Reading passage:
***

Data Labeling

To get started, it is necessary to identify a small number of signal classes (see definition in Section 14.3.1), then identify regions in the data as examples of the signal classes. The labeling can be done manually, or automatically.

Manual Labeling. In manual labeling, we choose a set of signal class (subclass) names:

       subclassnames={'sil'  'S'  'PCL' 'P'  'KCL' 'K' 'TCL' 'T' 'OO1' 'OO2' 'L'  };

then use a data labeling tool to segment the data. The input of the data labeling tool is a cell array of time-series (events). The output of the data labeling tool must be a cell array (one entry per event), and each event cell is a cell array of segments. Each segment cell is a cell array containing (a) a pair of integers defining the first and last sample of the segment, and the signal class name. Example: event one has two segments 'firsthalf' and 'secondhalf', and event two has three segments 'front', 'middle', 'back'. We would have:

   % first event
   Idx{1}={  { [ 1 100] , 'firsthalf' } , 
          { [ 101 200] , 'secondhalf' } } ;
   % second event
   Idx{2}={  { [ 1 100] , 'front' } ,
             { [ 101 200] , 'middle' } , 
             { [ 201 300] , 'back' }   };

The function software/data_label.m does this. For example:

    subclassnames={'sil'  'S'  'PCL' 'P'  'KCL' 'K' 'TCL' 'T' 'OO1' 'OO2' 'L'  };
    Idx={};
    fs=32000; % sample rate
    NFFT=64; % FFT size for spectrogram display
    Idx=data_label(X,fs,NFFT,subclassnames,Idx);

Once the program is started, press 'h' for a list of shortcut keys. The program can be run again to add segments to the cell array Idx.

Auto-segmentation and clustering. To automatically label the data, the data is divided up into segments of consistent spectral character by an automatic segmenter using a general-purpose time-series segmentation algorithm [58]. Figure 14.5 illustrates the segmentation of a time-series from the “Office Sounds" database.

**Figure 14.5:** Illustration of segmenting a time-series. Top: time-series, with box drawn around the data of each segment. Bottom: spectrogram.

***

Tasks to perform:
1: In the data labeling section, which key brings up a list of shortcut keys once the labeling program is started?
2: Recast everything in the records from the very beginning down through the line containing "POLYGON ((85 106, 100" as a JSON list of strings, one string per line, with blank lines left out.

(Labeled area outline entries)

***

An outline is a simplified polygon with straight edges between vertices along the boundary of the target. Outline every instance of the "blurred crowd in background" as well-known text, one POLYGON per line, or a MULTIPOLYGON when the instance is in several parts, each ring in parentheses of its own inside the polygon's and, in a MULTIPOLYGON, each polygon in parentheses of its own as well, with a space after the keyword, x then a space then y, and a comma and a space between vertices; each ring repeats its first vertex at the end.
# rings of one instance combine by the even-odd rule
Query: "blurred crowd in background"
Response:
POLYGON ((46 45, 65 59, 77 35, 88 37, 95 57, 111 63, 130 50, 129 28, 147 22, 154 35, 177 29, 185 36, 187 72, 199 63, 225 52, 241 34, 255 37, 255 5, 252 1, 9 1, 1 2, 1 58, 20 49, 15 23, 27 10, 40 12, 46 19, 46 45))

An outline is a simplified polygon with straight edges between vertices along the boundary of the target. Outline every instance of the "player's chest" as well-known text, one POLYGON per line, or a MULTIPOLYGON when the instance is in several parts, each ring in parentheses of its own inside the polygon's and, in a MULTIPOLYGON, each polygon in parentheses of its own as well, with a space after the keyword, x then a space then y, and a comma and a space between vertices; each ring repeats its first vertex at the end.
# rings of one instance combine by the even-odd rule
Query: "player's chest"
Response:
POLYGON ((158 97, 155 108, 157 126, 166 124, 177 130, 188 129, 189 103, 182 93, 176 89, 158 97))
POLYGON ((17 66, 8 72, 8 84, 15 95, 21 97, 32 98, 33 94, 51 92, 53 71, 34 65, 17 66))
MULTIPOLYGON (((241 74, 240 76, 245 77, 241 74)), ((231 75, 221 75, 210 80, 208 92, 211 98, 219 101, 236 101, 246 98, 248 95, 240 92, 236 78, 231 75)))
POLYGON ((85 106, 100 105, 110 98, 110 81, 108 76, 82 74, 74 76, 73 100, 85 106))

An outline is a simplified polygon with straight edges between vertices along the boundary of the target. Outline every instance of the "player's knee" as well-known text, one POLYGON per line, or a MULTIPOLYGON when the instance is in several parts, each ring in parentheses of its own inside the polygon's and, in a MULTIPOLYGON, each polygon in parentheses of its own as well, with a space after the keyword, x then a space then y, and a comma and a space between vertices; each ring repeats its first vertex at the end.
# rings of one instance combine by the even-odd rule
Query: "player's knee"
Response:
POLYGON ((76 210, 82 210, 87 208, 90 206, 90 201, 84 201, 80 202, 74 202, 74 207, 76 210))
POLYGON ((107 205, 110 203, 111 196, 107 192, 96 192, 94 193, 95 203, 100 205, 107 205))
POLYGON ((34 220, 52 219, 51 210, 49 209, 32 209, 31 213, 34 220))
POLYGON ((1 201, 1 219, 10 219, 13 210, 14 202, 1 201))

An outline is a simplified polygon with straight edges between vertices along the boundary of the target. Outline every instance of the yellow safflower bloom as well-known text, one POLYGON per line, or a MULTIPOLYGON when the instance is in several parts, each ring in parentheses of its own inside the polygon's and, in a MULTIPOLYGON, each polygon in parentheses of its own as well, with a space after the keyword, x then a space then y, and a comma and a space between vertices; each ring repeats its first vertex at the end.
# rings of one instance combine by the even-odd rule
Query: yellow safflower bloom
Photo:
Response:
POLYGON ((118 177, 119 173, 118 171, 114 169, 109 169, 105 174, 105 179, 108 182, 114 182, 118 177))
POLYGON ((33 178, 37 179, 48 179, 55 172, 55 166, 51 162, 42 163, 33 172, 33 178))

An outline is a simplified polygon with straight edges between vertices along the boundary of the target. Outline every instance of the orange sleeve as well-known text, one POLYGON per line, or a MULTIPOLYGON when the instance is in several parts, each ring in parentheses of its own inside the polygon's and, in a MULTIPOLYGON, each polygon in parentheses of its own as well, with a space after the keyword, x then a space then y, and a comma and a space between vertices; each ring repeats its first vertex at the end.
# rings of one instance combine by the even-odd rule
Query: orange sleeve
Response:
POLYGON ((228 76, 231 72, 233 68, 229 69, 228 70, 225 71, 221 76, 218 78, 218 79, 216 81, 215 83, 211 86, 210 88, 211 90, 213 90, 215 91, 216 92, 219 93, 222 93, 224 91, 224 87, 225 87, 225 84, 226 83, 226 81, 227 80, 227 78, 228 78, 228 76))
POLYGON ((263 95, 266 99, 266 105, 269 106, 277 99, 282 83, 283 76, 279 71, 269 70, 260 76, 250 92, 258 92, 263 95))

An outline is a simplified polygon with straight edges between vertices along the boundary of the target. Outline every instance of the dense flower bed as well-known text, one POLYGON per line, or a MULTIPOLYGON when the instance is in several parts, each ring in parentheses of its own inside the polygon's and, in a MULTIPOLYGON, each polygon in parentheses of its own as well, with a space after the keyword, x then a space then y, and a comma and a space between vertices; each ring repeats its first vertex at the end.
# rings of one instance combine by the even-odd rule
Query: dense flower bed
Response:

***

Final results:
1: The 'h' key.

2:
[
  "An outline is a simplified polygon with straight edges between vertices along the boundary of the target. Outline every instance of the \"blurred crowd in background\" as well-known text, one POLYGON per line, or a MULTIPOLYGON when the instance is in several parts, each ring in parentheses of its own inside the polygon's and, in a MULTIPOLYGON, each polygon in parentheses of its own as well, with a space after the keyword, x then a space then y, and a comma and a space between vertices; each ring repeats its first vertex at the end.",
  "# rings of one instance combine by the even-odd rule",
  "Query: \"blurred crowd in background\"",
  "Response:",
  "POLYGON ((46 45, 65 59, 77 35, 88 37, 95 57, 111 63, 130 50, 129 28, 147 22, 154 35, 177 29, 185 36, 187 72, 199 63, 225 52, 241 34, 255 37, 255 5, 252 1, 9 1, 1 2, 1 58, 20 49, 15 23, 27 10, 40 12, 46 19, 46 45))",
  "An outline is a simplified polygon with straight edges between vertices along the boundary of the target. Outline every instance of the \"player's chest\" as well-known text, one POLYGON per line, or a MULTIPOLYGON when the instance is in several parts, each ring in parentheses of its own inside the polygon's and, in a MULTIPOLYGON, each polygon in parentheses of its own as well, with a space after the keyword, x then a space then y, and a comma and a space between vertices; each ring repeats its first vertex at the end.",
  "# rings of one instance combine by the even-odd rule",
  "Query: \"player's chest\"",
  "Response:",
  "POLYGON ((158 97, 155 108, 157 126, 166 124, 177 130, 188 129, 189 103, 182 93, 176 89, 158 97))",
  "POLYGON ((17 66, 8 72, 8 84, 15 95, 21 97, 32 98, 33 94, 51 92, 53 71, 34 65, 17 66))",
  "MULTIPOLYGON (((241 74, 240 76, 245 77, 241 74)), ((231 75, 221 75, 210 80, 208 92, 211 98, 219 101, 236 101, 246 98, 248 95, 240 92, 236 78, 231 75)))",
  "POLYGON ((85 106, 100 105, 110 98, 110 81, 108 76, 82 74, 74 76, 73 100, 85 106))"
]